Problem to work on: Provide the entries once more, identical in every word.

[Stored data entries]
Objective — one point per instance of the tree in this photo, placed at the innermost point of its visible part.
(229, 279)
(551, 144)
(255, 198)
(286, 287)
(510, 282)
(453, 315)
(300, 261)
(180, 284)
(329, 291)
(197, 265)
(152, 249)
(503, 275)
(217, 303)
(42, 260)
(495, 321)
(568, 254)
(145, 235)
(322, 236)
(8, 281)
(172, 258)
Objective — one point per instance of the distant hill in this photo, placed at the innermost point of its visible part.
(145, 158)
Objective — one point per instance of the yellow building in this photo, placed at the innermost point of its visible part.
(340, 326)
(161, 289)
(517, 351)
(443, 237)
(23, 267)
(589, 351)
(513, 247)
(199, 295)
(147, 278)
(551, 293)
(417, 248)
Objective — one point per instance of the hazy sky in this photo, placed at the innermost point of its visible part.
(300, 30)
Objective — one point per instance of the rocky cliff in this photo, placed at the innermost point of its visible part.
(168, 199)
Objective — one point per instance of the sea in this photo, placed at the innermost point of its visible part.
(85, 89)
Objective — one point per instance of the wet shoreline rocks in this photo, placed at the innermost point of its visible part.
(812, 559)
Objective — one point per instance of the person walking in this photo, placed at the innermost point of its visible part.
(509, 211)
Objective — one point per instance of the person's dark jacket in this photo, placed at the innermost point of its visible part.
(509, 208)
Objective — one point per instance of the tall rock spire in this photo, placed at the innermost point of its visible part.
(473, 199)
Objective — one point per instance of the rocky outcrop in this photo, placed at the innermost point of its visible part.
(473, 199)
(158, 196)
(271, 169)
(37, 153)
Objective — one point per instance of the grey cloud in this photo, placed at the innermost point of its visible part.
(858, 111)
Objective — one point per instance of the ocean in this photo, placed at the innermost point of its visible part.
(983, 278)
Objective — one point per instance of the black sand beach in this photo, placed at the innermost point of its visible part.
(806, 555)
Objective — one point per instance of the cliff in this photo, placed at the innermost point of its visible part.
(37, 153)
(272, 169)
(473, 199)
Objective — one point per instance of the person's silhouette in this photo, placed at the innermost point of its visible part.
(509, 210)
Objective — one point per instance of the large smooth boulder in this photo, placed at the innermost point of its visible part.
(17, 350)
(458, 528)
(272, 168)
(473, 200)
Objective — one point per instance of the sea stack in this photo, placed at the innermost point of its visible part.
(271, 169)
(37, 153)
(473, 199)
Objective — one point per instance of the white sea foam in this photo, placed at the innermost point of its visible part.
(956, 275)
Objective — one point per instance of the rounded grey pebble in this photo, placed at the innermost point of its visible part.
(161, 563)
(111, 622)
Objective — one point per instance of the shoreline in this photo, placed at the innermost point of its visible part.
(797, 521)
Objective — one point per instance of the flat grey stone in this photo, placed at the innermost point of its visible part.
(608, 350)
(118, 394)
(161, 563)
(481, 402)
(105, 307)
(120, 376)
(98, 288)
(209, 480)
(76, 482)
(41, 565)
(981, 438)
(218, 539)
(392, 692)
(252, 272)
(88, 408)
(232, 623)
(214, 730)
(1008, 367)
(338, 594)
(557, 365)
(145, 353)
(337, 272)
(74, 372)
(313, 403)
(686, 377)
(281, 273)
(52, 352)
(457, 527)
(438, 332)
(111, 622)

Task result:
Objective — one point per instance of the tree in this photo, placed at the innermost point of its visible part.
(229, 279)
(551, 144)
(255, 198)
(286, 287)
(510, 282)
(453, 315)
(300, 261)
(180, 284)
(329, 291)
(197, 265)
(152, 249)
(503, 275)
(217, 303)
(42, 260)
(495, 321)
(568, 254)
(145, 235)
(322, 236)
(8, 281)
(172, 258)
Objective — one point per instance of the distant hill in this photo, placed at the innermost point of its visible part.
(145, 158)
Objective — one point per instance of the yellow building in this photo, placed at the innermost point of its visible part.
(340, 326)
(161, 289)
(517, 351)
(443, 237)
(23, 267)
(589, 351)
(513, 247)
(199, 295)
(147, 278)
(551, 293)
(417, 248)
Objective — one point per instance of the hazy sky in this photo, placed at the innermost point of its visible part.
(300, 30)
Objective — one point per instance of the rocky cliff in this photo, placed at the innermost point of its visible part.
(168, 199)
Objective — one point per instance of the sea in this photo, placed at the innermost point of its visible part.
(85, 89)
Objective — one point per instance of the wet shoreline rocks in this photo, placed at the innermost point of its visible part.
(812, 559)
Objective — one point per instance of the person walking in this photo, placed at the innermost point of its visible part.
(509, 211)
Objective — one point per instance of the person's dark jacket in this photo, placed at the innermost point of its visible part.
(509, 208)
Objective — one point per instance of the tall rock spire in this photo, placed at the innermost point of its visible part.
(473, 199)
Objective — one point per instance of the rocky outcrop in this photo, placed at the innermost point of its visible part.
(473, 199)
(158, 196)
(271, 169)
(37, 153)
Objective — one point per instance of the grey cloud in this photo, placed at the innermost point of its visible part.
(858, 111)
Objective — one point per instance of the ocean in this photo, placed at the innermost point of its visible part.
(983, 278)
Objective — one point per instance of the black sand beach in this photo, placed at the innermost point of its visible part.
(806, 555)
Objective — one point per instance of the cliff in this photo, placed at the innermost point of its visible part.
(37, 153)
(272, 169)
(473, 199)
Objective — one point per instance of the person's silhouette in this photo, placed at the innermost point of its visible part.
(509, 210)
Objective — one point per instance of the large smooth boulder in this photo, placed at the innermost point of its visible part.
(17, 350)
(458, 528)
(272, 168)
(473, 200)
Objective — one point per instance of the sea stack in this photo, placed at the innermost point of its visible part.
(271, 169)
(37, 153)
(473, 199)
Objective — one point per instance of the white sea foam in this photo, placed at the innermost point of its visible part.
(956, 275)
Objective — one point per instance of the rounded grey pebble in this photo, placed at the innermost point of its visible part.
(161, 563)
(111, 622)
Objective — one point per instance of the shoreline in this photo, placed at the innermost point of its visible part.
(797, 521)
Objective — one point per instance of the flat grey stone in this photo, placed at the innermost point of its visible part.
(608, 350)
(118, 394)
(161, 563)
(481, 402)
(105, 307)
(120, 376)
(98, 288)
(209, 480)
(76, 482)
(41, 565)
(981, 438)
(218, 539)
(392, 692)
(252, 272)
(88, 408)
(232, 623)
(214, 730)
(1008, 367)
(338, 594)
(557, 365)
(145, 353)
(337, 272)
(74, 372)
(313, 403)
(686, 377)
(281, 273)
(52, 352)
(457, 527)
(438, 332)
(111, 622)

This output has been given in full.